**WORK INSTRUCTIONS:**
Reproduce exactly, with no other output, every line of the data below from the line containing "Identify one point per instance of the sunset" to the end, inclusive.

========================

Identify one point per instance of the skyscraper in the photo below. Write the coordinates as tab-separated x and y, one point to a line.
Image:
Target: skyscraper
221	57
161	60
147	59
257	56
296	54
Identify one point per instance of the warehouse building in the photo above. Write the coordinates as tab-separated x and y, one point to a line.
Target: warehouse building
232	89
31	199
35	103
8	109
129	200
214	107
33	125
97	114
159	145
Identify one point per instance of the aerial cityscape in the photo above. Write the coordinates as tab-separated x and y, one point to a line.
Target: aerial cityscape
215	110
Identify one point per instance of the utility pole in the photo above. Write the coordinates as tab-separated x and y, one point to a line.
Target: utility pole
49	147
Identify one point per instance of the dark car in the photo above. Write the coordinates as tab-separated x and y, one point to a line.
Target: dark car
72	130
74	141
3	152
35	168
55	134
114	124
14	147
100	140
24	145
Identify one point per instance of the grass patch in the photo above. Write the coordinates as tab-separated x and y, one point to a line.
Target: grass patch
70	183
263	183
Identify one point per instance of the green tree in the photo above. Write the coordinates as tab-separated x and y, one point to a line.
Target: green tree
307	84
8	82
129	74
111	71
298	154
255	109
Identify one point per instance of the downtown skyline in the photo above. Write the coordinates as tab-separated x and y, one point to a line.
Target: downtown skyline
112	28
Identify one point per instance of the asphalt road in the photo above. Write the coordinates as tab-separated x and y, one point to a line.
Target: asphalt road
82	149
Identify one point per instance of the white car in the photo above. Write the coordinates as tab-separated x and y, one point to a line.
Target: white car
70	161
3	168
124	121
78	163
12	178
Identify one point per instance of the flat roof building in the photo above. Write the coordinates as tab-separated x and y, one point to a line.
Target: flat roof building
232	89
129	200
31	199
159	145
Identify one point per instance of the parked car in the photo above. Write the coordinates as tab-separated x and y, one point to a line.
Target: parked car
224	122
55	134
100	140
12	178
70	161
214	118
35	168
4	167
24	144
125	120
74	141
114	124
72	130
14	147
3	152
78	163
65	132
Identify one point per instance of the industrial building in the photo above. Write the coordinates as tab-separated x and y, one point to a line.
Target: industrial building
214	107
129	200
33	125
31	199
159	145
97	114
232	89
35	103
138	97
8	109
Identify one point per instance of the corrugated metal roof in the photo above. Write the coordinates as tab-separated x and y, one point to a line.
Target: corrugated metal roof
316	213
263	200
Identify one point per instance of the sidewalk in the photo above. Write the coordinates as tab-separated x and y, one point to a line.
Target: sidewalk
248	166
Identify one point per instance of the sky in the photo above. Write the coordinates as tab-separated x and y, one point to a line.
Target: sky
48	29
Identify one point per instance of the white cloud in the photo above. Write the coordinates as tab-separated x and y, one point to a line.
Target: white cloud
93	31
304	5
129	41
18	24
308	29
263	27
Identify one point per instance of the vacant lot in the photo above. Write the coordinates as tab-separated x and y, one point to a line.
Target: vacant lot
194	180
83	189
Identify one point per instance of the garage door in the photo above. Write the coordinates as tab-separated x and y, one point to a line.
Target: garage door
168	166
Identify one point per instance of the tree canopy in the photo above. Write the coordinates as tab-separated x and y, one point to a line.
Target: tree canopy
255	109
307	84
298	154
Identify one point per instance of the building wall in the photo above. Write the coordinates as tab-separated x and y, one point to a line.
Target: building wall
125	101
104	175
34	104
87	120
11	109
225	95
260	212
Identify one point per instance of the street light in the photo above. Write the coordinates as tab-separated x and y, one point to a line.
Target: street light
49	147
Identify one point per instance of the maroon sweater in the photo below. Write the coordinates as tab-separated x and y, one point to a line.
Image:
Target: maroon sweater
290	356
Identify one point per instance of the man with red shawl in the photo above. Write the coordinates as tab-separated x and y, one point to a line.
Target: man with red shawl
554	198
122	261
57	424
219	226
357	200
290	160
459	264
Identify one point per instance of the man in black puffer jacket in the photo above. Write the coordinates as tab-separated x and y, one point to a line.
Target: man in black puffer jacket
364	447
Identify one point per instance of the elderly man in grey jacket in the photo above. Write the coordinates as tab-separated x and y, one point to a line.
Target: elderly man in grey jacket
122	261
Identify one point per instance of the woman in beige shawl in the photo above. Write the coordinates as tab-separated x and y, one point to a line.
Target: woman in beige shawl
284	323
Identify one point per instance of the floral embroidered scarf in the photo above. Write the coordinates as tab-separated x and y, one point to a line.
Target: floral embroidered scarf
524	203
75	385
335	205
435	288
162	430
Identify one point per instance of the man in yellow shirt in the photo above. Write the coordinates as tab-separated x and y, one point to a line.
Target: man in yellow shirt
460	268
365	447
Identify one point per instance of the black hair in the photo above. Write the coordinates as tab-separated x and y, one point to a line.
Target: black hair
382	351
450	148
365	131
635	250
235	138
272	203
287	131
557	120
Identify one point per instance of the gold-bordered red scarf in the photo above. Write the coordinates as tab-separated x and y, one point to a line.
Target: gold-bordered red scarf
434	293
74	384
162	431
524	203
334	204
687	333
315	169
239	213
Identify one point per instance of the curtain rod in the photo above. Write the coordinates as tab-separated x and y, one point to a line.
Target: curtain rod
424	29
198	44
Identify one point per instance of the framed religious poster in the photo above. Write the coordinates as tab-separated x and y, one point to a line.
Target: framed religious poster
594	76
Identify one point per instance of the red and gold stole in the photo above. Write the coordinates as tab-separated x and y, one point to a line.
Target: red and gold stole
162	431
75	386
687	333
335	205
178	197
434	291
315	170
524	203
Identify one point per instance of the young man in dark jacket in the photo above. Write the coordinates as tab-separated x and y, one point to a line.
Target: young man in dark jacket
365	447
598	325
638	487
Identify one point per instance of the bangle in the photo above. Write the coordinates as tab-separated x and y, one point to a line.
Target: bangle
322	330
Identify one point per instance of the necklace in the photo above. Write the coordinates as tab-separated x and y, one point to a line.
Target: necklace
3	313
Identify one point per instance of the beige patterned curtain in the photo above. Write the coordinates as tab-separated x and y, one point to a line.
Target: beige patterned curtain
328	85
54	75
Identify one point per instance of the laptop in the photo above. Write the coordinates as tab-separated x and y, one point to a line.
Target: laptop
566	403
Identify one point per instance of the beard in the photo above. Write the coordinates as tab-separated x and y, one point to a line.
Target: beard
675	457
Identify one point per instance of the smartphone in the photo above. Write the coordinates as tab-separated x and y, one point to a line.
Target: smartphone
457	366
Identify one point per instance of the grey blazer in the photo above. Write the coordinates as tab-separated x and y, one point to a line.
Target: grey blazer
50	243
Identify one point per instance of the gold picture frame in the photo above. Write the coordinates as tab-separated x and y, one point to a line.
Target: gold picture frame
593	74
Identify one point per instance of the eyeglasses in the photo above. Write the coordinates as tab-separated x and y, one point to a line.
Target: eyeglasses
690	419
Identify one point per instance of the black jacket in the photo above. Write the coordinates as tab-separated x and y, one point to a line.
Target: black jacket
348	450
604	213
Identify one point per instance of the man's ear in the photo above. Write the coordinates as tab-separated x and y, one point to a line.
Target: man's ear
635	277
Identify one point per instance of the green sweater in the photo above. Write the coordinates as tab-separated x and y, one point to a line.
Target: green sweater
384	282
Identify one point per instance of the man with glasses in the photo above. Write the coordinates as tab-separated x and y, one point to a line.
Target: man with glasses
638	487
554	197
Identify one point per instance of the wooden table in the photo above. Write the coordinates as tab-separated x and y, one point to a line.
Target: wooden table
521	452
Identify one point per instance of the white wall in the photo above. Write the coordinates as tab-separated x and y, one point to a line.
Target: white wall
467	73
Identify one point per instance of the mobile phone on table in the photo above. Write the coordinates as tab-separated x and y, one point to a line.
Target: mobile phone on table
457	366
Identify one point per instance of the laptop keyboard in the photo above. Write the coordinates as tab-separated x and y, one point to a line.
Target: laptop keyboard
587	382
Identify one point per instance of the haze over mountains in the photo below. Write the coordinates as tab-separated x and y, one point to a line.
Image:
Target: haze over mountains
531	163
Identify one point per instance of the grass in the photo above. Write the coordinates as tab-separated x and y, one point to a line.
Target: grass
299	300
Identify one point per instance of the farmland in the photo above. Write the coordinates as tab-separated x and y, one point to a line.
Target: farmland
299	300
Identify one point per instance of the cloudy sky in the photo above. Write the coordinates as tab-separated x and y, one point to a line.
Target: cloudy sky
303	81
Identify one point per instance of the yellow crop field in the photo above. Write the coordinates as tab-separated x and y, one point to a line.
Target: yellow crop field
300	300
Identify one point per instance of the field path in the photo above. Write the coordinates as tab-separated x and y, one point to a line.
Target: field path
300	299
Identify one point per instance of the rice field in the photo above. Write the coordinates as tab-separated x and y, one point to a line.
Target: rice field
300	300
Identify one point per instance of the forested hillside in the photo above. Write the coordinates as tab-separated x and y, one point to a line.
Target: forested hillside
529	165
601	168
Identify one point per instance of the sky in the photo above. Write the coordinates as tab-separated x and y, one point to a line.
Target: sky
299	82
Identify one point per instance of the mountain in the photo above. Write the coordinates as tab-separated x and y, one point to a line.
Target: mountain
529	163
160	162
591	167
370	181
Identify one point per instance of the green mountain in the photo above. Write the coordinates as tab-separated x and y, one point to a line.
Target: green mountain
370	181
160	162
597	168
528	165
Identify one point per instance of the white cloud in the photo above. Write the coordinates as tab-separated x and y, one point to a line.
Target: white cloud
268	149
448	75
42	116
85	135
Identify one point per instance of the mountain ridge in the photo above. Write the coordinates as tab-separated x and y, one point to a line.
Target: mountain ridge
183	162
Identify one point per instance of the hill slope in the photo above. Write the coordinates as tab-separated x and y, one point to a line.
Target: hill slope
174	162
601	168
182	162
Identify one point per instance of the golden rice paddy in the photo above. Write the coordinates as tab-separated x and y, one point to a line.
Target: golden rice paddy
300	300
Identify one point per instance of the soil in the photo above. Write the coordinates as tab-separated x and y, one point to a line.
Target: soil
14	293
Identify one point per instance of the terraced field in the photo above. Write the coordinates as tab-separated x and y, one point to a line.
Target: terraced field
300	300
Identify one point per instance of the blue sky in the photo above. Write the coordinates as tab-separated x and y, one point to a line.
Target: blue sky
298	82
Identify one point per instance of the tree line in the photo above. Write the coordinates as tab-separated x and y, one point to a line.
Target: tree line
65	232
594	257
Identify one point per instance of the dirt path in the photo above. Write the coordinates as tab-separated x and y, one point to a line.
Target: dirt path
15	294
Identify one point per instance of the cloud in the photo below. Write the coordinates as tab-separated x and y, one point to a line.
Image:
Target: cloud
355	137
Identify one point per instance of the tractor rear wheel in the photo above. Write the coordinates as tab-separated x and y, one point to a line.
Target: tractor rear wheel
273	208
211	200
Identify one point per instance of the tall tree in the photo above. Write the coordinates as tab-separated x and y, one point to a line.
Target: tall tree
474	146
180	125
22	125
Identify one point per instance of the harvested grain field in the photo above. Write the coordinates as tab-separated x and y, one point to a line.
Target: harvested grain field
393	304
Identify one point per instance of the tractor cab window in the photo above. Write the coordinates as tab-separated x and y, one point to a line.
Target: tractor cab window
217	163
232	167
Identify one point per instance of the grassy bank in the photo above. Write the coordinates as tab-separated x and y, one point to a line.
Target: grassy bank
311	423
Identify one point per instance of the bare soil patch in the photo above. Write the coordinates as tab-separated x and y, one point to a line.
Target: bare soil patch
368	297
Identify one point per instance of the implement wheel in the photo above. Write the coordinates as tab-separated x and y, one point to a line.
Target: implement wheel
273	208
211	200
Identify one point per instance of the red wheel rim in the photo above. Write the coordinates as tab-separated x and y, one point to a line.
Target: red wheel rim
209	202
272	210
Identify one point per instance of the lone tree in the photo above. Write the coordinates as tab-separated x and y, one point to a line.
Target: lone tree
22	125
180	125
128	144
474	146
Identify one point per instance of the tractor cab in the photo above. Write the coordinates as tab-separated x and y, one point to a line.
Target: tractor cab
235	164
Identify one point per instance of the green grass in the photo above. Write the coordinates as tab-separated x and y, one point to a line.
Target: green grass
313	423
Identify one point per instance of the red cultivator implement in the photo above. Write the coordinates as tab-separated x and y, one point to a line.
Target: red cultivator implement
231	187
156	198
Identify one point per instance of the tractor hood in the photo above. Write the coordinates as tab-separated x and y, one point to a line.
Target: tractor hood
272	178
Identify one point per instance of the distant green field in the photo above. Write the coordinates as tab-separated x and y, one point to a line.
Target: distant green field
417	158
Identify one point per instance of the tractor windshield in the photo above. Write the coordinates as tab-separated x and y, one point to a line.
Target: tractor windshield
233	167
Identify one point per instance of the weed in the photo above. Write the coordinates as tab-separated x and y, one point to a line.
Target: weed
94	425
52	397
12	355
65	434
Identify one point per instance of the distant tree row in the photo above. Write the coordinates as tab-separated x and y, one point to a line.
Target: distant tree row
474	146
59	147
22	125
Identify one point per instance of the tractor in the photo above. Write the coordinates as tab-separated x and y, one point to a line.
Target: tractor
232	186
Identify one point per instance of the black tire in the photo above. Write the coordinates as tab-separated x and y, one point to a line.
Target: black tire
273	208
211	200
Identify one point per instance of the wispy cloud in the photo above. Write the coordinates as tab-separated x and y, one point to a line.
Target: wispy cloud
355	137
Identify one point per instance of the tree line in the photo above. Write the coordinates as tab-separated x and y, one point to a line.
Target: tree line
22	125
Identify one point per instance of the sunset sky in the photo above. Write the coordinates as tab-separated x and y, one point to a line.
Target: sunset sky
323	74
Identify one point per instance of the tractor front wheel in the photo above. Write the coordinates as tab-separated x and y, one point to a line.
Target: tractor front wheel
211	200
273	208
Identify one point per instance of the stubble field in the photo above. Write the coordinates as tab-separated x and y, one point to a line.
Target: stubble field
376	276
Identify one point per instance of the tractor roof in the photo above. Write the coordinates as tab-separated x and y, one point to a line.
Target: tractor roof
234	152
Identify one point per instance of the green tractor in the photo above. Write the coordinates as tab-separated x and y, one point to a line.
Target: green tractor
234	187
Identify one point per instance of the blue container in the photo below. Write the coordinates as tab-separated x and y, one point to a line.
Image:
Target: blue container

========================

**EXERCISE RESULT:**
Identify one point per instance of the sunset sky in the photo above. Write the coordinates as tab-separated x and y, one point to a line.
Target: sunset sky
323	74
Identify one point per instance of the tractor front wheel in the photo above. Write the coordinates as tab-separated x and y, one point to a line.
Target: tractor front wheel
211	200
273	208
Identify one point per instance of the stubble field in the photo above. Write the coordinates as tab-separated x and y, one point to a line.
Target: stubble field
376	276
Identify one point per instance of the tractor roof in the photo above. Write the coordinates as tab-separated x and y, one point to a line.
Target: tractor roof
234	152
Identify one point per instance of the green tractor in the photo above. Write the coordinates as tab-separated x and y, one point to a line.
Target: green tractor
234	187
Identify one point per instance of the blue container in the photo below. Write the coordinates as tab-separated x and y, one point to a line.
Image:
Target: blue container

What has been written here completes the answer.